_Passage shown_
-*-*-
In the article “Moving on Mars” (2019), the European Space Agency (ESA) documented the locomotion system of Rosalind Franklin that was created for the ExoMars mission in 2023. The system combines several different components to traverse the various terrain of Mars.
From past experiences, the wheels of other rovers tend to get stuck while carrying out their mission on Mars, thus ESA implemented Wheel-walking on the Rosalind Franklin. Wheel-walking mimics leg motion and solves the recurring issue of stuck wheels. The system can drive individual wheels and independently rotate the axes to change the rover’s height and angle according to the surrounding terrain.
On top of the wheel-walking method, the Triple-bogie locomotion system is utilised to conquer large obstacles, while it’s adaptable metal wheels allow for more fluid control and motion when the rover meets obstacles. The motion control of the rover is further aided by inclinometers and gyroscopes.
The Triple-bogie locomotion system is key to the success of the Rosalind Franklin rover’s exploration of the Martian terrain.
During the conceptualisation of the ExoMars locomotion configuration and design, the Triple-bogie system and a list of six other favourable locomotion wheel design concepts were analysed, they were all six-wheeled designs that aimed to stabilise the rover via the positioning of the suspension bogies.
These concepts include the RCL Concept-C, RCL Concept-D, RCL Concept-E, CRAB, V-Bogie, Rocker-Bogie.
During testing, it was discovered that the central wheels of the RCL-Concept C lifted and locked out the linkages while climbing obstacles. The RCL-Concept-E, RCL-D and CRAB that were initially contrived to counter the issues faced by RCL-C, faced poor static stability problems below 40-degree angles. The complexity of the number of pivot points also resulted in a mass unsuitable for the ExoMars mission. The V-Bogie and Rocker-Bogie concept improved the static stability issues faced by the RCL-E design. However, the V-bogie had lower efficiency at climbing steps when compared to the Triple-bogie due to a rotating motion that caused the wheels to reduce traction, while the Rocker-Bogie had a larger mass than the Triple-Bogie.
As the Triple-bogie locomotion system was the simplest, lightest, and had a Stable footprint (wheelbase x wheel track), it offered a more efficient climbing performance when compared with other locomotion concepts (Patel et al., 2010).
-*-*-
_Exercise requirements_
**A.** In the passage on the Rosalind Franklin rover's locomotion, which instruments further aid the rover's motion control?
**B.** Set down the passage on the Rosalind Franklin rover's locomotion word for word, starting with "During the conceptualisation" and going on through "the suspension bogies.".
**C.** Extend the passage on the Rosalind Franklin rover's locomotion by writing what follows its final sentence.
The listing that comes next is material separate from the passage on the Rosalind Franklin rover's locomotion.
-*-*-
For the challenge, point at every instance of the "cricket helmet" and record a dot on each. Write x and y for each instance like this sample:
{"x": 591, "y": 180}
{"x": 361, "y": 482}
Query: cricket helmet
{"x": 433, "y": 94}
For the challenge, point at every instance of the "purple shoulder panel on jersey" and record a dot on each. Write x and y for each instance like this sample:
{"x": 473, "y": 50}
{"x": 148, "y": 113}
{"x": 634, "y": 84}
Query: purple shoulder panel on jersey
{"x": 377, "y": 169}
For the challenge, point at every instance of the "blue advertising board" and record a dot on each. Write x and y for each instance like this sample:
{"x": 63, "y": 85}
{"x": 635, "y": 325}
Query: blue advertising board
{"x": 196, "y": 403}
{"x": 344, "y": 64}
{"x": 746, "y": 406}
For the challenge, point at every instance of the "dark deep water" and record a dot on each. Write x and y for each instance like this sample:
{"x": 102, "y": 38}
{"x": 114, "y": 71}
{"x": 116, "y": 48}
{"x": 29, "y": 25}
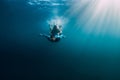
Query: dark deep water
{"x": 26, "y": 56}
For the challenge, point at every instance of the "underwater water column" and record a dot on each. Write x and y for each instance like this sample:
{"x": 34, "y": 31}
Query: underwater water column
{"x": 100, "y": 17}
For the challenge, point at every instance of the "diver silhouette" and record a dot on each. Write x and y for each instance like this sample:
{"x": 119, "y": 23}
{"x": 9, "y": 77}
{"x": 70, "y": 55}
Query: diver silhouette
{"x": 55, "y": 33}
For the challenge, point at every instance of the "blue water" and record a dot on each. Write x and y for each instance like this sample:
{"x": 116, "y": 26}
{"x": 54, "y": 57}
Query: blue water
{"x": 27, "y": 56}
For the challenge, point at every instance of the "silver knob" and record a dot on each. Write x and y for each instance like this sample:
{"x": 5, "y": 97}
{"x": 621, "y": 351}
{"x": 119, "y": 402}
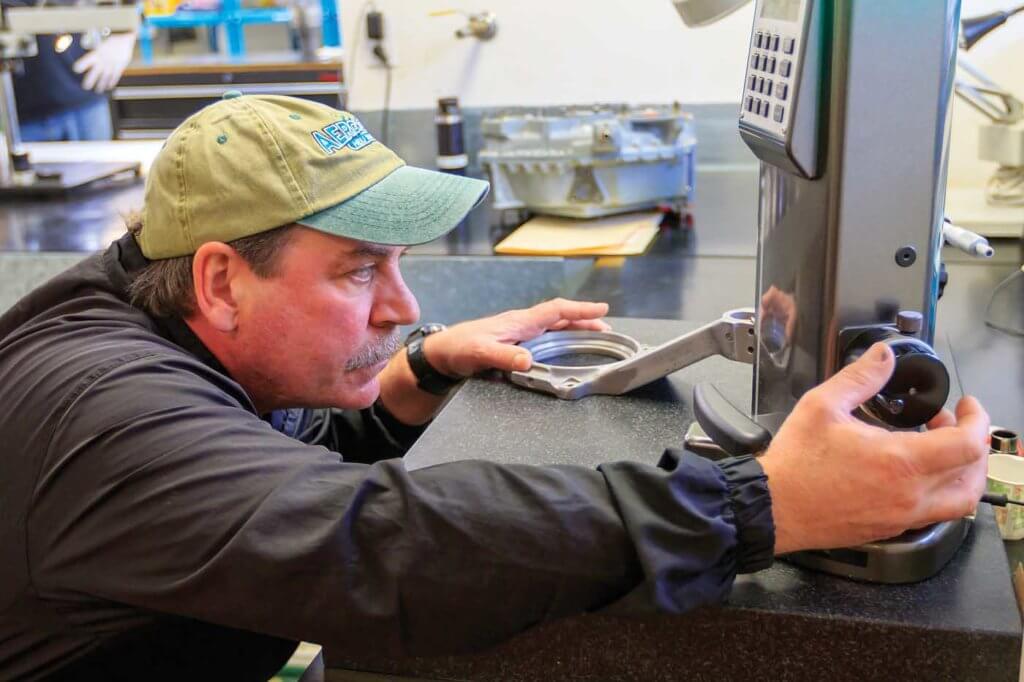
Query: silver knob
{"x": 909, "y": 322}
-*-*-
_Expected responses_
**A.** Inclinometers and gyroscopes.

**B.**
During the conceptualisation of the ExoMars locomotion configuration and design, the Triple-bogie system and a list of six other favourable locomotion wheel design concepts were analysed, they were all six-wheeled designs that aimed to stabilise the rover via the positioning of the suspension bogies.

**C.**
The triple-bogie locomotion system was then developed and put through a test, with the intention of comparison between the wheel-walking locomotion mode and normal-wheel rolling.
The test contained different scenarios in various ESA test sites, ranging from entrapment, slope performance and egress stability tests. The wheel-walking mode enabled by the triple-bogie was concluded to surpass normal-wheel rolling on the variable Mars terrain, based on the evaluation of qualitative and quantitative statistics from the tests (European Space Agency, 2015). Wheel-walking outperformed normal rolling due to the increase in dynamic stability when the front wheels of the rover are tilted, which allows the rover to go down the maximum possible slope of 34-degree with consistent stability. In normal rolling, the rover loses its stability and almost overturned when the ramp was set at 29-degree.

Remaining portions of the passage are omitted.